**TEXT SECTION**
==============================

The next step in building my idea of a “modern retro CP/M & BASIC computer” is building the uTerm. A VT100 style terminal for the Z80-MBC2 that gives it the ability to act more like a stand-alone computer. The uTerm would be the modern equivalent of a classic terminal you would have used back in the 70’s and 80’s to connect to a machine like this, allowing you to hook up a keyboard, monitor, and 9V power supply instead of having to use a serial connection to an existing computer, though that feature is still maintained via a transparent USB serial connection on the board.
The uTerm uses a standard old-school PS/2 style keyboard port, but most standard keyboards should still work with a simple USB to PS/2 adapter.
NOTE: 60% keyboards may not work, I have 2 of them I use for other tasks and neither worked on the uTerm. However, every other “standard” keyboard I have, including 10-keyless, worked fine.
It also uses a D'SUB VGA connector for the video, but here again adapters can be used to connect to displays that may not have that connection available. The best part about the uTerm is the fact you no longer have to use a terminal emulator, like Putty, to use the Z80-MBC2. It outputs a 30x80 column display and even has the ability to set the text color to either white, green, amber, or cyan to complete the retro feel of this machine.
Just like the Z80-MBC2, the build is pretty straight forward, there is bill of materials and schematics included that spell out all the components you need and where they go. All you have to do is track down the components and solder them into place according to those documents. Just like all builds, it’s good practice to test the components you can before using them in your build.
To make things even easier, you can buy the PCB on eBay for around $15 that already has the surface mounted STM32 chip pre-programmed, saving you one extra step if you don’t already have the necessary tools to flash the chip or ae not comfortable with SMD soldering. All the other components are relatively inexpensive and easy to find on Amazon, eBay, and other sites. Just like the Z80-MBC2, I already had most of the parts on hand, making the build even cheaper.
If you can't find the specific heatsink used in the authors build, that's not a problem. Any standard heatsink that fits the LM7805 and covers the entire regulator back, as seen on mine, will work just fine. It does get warm, but dropping 9V to 5V on such a low drain device doesn't produce enough heat to cause any problems using a smaller heatsink. If you have thermal pads or paste you can use, that helps as well.

==============================

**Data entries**
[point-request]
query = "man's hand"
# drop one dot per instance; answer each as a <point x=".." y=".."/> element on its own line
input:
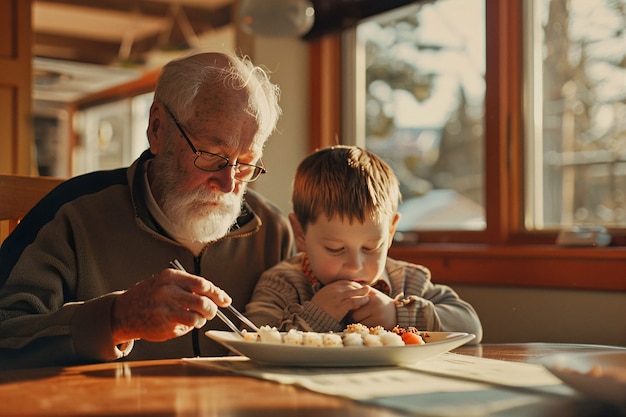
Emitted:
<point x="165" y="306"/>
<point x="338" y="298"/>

==============================

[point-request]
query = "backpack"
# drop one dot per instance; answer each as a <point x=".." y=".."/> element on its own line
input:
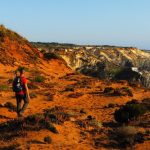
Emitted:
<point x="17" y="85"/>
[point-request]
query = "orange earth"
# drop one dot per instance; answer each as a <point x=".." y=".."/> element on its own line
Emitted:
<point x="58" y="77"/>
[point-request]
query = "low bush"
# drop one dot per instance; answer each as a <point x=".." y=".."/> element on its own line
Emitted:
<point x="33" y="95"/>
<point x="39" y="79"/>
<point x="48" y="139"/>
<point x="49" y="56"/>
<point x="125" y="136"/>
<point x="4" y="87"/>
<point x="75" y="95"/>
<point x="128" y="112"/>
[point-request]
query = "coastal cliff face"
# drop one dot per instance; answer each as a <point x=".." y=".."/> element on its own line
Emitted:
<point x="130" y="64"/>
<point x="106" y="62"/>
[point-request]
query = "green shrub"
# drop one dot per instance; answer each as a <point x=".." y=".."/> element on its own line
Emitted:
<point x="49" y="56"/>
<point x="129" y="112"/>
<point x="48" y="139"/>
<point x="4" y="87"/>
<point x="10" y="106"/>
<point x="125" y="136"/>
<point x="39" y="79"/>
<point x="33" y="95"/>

==============================

**GIVEN TASK**
Condense the paragraph of the uTerm build text that begins "If you can't find the specific heatsink" into a short bulleted list that keeps its main facts. Rely only on the uTerm build text.

**EXERCISE OUTPUT**
- The exact heatsink from the author's build isn't required.
- Any standard heatsink that fits the LM7805 and covers the whole back of the regulator will work.
- The regulator gets warm, but dropping 9V to 5V on such a low-drain device doesn't make enough heat for a smaller heatsink to cause problems.
- Thermal pads or paste also help.